→ Text provided:
_ _ _ _

[Python-Dev] Internationalization Toolkit
Greg Stein
gstein@lyra.org
Fri, 12 Nov 1999 15:26:08 -0800 (PST)
On Fri, 12 Nov 1999, Fred L. Drake, Jr. wrote:
> M.-A. Lemburg writes:
> > The abbreviation BOM is quite common w/r to Unicode.
True.
> Yes: "w/r to Unicode". In sys, it's out of context and should
> receive a more descriptive name. I think using BOM in unicodec is
> good.
I agree and believe that we can avoid putting it into sys altogether.
> > BOM_BE: '\376\377'
> > (corresponds to Unicode 0x0000FEFF in UTF-16
> > == ZERO WIDTH NO-BREAK SPACE)
Are you sure about that interpretation? I thought the BOM characters
(0xFEFF and 0xFFFE) were *reserved* in the UCS-2 space.

_ _ _ _

[Stored data entries]
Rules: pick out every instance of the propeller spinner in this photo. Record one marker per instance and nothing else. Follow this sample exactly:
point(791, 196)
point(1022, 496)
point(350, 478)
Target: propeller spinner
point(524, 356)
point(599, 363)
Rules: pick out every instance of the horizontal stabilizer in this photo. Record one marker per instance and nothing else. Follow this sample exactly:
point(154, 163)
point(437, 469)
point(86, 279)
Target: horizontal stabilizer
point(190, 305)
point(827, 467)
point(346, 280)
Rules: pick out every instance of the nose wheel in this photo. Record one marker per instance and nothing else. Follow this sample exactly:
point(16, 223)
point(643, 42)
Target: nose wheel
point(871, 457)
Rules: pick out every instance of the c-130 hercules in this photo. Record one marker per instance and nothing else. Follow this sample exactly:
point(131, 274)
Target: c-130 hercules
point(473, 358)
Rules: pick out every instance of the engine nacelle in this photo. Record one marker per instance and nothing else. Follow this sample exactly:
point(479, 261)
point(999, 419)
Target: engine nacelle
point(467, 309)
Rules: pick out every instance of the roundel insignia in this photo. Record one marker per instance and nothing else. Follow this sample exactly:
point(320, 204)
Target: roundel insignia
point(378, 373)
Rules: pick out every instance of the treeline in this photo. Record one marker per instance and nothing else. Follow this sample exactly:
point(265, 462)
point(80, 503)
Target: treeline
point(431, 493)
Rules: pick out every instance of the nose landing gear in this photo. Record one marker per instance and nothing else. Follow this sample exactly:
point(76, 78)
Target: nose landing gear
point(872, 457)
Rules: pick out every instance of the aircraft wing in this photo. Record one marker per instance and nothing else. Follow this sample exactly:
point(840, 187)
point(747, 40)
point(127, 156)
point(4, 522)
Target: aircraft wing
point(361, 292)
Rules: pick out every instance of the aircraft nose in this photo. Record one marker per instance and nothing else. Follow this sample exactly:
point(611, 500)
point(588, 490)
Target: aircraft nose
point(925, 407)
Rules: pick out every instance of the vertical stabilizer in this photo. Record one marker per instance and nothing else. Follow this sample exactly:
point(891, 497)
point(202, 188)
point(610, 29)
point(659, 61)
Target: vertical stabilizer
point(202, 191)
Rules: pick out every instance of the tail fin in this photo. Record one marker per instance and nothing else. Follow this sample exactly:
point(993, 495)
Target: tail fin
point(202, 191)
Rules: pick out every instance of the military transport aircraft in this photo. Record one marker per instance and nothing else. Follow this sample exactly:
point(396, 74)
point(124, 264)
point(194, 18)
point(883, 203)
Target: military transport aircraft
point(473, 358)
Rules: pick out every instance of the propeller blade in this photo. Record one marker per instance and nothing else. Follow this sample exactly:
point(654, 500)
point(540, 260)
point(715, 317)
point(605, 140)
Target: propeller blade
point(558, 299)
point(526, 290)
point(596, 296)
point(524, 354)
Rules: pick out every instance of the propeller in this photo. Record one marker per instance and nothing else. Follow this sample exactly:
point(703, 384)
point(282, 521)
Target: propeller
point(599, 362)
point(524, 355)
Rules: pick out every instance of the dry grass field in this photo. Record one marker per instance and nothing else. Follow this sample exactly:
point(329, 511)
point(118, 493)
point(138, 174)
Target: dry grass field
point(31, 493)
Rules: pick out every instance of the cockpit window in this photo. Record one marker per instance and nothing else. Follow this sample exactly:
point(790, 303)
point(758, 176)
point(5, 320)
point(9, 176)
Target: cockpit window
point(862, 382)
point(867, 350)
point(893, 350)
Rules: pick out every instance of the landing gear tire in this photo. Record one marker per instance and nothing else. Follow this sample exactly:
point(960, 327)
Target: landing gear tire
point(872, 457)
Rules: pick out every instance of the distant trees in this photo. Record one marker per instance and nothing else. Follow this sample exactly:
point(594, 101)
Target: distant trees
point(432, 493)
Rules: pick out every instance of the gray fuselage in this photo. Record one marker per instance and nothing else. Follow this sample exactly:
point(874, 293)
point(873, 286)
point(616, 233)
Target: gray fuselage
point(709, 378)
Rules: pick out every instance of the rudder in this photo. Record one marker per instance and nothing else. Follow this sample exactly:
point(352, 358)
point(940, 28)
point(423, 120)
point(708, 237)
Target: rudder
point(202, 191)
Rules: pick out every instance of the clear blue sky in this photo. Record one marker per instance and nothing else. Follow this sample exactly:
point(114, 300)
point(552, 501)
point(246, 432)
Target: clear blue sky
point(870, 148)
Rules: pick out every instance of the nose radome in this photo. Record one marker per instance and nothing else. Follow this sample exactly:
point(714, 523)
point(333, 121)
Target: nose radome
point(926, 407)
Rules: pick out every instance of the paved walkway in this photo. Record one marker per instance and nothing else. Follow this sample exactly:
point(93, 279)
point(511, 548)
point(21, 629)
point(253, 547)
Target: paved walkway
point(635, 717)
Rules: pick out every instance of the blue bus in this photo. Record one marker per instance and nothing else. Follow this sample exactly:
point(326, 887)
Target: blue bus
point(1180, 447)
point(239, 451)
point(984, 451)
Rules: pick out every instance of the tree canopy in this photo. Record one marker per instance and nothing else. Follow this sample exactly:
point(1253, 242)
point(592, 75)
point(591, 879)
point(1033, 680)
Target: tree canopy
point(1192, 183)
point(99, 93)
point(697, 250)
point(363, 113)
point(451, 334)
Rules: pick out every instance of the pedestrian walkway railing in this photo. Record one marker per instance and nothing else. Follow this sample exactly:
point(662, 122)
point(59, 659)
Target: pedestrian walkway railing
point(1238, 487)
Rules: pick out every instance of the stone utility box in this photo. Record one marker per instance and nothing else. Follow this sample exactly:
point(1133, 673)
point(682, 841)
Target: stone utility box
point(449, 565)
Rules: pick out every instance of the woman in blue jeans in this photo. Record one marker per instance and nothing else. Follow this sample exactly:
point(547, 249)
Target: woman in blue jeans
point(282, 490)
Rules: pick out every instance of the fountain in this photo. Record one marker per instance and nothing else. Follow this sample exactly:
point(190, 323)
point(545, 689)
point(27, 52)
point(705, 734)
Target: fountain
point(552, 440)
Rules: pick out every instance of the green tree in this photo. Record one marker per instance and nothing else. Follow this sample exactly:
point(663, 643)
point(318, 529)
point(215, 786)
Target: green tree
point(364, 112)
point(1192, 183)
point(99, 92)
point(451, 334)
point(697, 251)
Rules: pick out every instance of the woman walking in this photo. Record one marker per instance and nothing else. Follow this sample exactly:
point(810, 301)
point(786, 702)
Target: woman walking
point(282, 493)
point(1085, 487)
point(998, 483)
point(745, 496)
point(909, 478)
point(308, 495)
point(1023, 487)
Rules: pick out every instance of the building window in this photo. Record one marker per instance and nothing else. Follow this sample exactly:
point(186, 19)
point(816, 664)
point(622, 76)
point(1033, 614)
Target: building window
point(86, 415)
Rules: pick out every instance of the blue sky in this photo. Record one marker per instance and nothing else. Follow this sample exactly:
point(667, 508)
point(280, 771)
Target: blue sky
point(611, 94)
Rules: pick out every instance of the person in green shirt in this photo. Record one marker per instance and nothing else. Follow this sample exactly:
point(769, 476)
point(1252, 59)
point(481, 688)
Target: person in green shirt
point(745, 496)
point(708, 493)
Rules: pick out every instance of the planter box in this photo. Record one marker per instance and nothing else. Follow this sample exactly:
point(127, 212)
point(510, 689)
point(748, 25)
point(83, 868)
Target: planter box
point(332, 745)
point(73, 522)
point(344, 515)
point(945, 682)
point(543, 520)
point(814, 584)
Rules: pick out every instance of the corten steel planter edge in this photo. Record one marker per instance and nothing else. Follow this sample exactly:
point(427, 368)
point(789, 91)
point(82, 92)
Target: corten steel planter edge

_ _ _ _

→ Work required: Rewrite the passage of the Python-Dev post above starting with "[Python-Dev] Internationalization Toolkit" and going on through "w/r to Unicode.", replacing "abbreviation" with "acronym".

→ Written solution:
[Python-Dev] Internationalization Toolkit
Greg Stein
gstein@lyra.org
Fri, 12 Nov 1999 15:26:08 -0800 (PST)
On Fri, 12 Nov 1999, Fred L. Drake, Jr. wrote:
> M.-A. Lemburg writes:
> > The acronym BOM is quite common w/r to Unicode.